(Items from a data source)
[Start of Attachment]

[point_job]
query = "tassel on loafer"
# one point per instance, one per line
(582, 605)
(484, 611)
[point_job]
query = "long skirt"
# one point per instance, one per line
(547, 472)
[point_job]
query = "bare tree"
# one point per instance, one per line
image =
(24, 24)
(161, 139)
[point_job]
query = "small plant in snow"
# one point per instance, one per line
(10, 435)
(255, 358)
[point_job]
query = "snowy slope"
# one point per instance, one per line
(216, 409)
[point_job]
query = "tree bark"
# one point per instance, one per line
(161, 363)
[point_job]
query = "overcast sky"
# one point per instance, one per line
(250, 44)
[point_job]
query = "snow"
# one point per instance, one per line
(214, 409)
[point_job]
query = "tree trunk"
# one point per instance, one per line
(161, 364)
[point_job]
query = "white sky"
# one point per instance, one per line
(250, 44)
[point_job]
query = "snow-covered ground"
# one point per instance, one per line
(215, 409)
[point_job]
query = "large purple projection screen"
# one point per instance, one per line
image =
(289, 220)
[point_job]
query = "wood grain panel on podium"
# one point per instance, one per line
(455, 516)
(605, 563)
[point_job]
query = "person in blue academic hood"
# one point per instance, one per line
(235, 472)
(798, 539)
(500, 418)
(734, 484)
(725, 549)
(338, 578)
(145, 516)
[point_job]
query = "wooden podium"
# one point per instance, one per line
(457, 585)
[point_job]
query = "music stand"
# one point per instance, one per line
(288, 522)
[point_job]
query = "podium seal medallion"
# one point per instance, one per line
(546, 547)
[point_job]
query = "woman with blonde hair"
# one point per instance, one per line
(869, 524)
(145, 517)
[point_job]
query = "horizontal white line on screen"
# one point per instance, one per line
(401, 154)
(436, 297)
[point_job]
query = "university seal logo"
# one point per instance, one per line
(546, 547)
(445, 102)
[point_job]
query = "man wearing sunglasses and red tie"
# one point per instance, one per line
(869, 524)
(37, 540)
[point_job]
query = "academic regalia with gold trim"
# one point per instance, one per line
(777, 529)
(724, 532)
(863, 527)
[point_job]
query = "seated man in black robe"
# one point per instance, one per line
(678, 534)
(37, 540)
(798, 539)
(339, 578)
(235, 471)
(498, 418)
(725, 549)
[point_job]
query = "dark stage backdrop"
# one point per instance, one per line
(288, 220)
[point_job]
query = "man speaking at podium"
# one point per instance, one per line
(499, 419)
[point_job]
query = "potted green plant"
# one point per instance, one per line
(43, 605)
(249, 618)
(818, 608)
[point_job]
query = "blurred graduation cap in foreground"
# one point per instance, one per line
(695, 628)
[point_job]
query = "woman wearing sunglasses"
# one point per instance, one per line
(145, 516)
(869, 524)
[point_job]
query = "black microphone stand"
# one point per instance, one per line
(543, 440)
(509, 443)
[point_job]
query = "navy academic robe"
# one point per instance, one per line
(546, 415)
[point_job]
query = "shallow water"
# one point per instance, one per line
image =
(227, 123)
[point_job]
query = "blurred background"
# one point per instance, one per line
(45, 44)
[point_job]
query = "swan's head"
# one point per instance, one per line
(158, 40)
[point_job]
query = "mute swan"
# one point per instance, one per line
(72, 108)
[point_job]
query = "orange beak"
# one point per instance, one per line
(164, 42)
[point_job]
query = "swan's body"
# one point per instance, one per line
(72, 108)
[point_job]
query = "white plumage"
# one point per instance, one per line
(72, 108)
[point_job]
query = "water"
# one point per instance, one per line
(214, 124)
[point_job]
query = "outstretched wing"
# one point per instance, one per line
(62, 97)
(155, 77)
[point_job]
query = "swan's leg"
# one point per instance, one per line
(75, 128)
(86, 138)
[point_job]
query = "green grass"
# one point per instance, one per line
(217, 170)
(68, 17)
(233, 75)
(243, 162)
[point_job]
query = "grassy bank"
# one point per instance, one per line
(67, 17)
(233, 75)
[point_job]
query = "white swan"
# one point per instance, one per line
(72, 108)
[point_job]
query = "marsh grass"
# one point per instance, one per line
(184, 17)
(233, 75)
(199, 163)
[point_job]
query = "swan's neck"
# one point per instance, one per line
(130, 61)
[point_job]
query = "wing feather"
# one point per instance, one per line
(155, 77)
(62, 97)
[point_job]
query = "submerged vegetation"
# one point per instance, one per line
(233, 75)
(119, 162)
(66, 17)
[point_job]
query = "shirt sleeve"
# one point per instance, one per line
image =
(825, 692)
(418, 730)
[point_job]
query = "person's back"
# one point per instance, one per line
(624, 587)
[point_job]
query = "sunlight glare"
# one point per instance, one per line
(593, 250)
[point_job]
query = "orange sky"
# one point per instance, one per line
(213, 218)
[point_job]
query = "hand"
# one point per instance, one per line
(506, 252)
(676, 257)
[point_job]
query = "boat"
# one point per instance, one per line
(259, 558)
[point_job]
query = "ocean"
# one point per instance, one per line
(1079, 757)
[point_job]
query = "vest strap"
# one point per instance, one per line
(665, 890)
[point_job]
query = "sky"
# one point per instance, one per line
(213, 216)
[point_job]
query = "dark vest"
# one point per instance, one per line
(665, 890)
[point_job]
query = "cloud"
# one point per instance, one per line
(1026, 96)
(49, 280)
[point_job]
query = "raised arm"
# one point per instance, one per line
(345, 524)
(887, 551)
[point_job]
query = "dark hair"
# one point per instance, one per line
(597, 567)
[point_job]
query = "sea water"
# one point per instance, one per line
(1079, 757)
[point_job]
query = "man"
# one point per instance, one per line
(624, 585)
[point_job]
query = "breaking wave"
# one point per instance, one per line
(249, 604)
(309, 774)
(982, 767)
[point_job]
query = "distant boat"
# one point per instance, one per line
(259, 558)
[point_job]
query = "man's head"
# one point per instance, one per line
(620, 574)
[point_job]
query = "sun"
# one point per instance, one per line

[End of Attachment]

▸ **WHAT IS BEING ASKED**
Take from the entries every line that has the string "blurred".

▸ **TASK ANSWER**
query = "blurred graduation cap in foreground"
query = "blurred background"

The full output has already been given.